# Prompt
Present the data from the line containing "Inspection note: the above scene is claimed to feature the beach" through the line containing "194 142 223 217" as a Markdown table with the columns Row and Line, numbering each line and omitting blank lines.

# START OF Data provided

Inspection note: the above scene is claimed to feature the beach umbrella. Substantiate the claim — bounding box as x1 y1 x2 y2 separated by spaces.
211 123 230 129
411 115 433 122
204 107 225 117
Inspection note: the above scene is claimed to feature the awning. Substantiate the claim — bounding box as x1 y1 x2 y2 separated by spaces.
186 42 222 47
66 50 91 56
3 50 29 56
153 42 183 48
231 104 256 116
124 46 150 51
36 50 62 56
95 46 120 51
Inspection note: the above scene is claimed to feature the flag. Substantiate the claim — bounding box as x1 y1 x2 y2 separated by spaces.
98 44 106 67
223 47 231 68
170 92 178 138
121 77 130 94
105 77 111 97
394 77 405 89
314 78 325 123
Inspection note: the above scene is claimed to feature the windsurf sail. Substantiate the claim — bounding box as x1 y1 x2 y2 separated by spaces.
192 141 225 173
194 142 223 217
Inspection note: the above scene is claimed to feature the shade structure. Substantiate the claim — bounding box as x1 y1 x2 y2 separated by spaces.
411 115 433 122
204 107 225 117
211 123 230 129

# END OF Data provided
# START OF Data provided

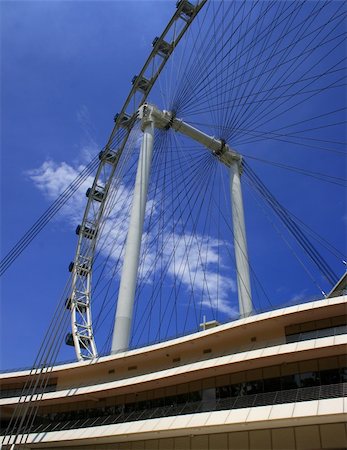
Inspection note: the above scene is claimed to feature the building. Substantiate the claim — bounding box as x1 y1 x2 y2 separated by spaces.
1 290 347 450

# END OF Data provided

# Written solution
| Row | Line |
|---|---|
| 1 | Inspection note: the above scene is claimed to feature the beach umbrella. Substantiate the claim — bounding box as x1 y1 x2 y2 separated by spaces. |
| 2 | 211 123 230 129 |
| 3 | 411 115 433 122 |
| 4 | 204 107 225 117 |
| 5 | Inspection note: the above scene is claimed to feature the awning. Substantiate the claim — bounding box as x1 y1 x2 y2 separated by spaces. |
| 6 | 186 42 222 47 |
| 7 | 66 50 91 56 |
| 8 | 3 50 29 56 |
| 9 | 153 42 183 48 |
| 10 | 231 104 256 116 |
| 11 | 124 46 150 51 |
| 12 | 36 50 62 56 |
| 13 | 95 46 120 51 |
| 14 | Inspection note: the above scene is claimed to feature the flag. Substantiate the claim — bounding box as x1 y1 x2 y2 separated by spaces. |
| 15 | 98 44 106 67 |
| 16 | 223 47 231 68 |
| 17 | 170 92 178 138 |
| 18 | 121 77 130 94 |
| 19 | 105 77 111 97 |
| 20 | 394 77 405 89 |
| 21 | 314 78 325 123 |
| 22 | Inspection note: the above scene is claimed to feature the windsurf sail. Substantiate the claim — bounding box as x1 y1 x2 y2 separated by spaces. |
| 23 | 192 141 225 173 |
| 24 | 194 142 223 217 |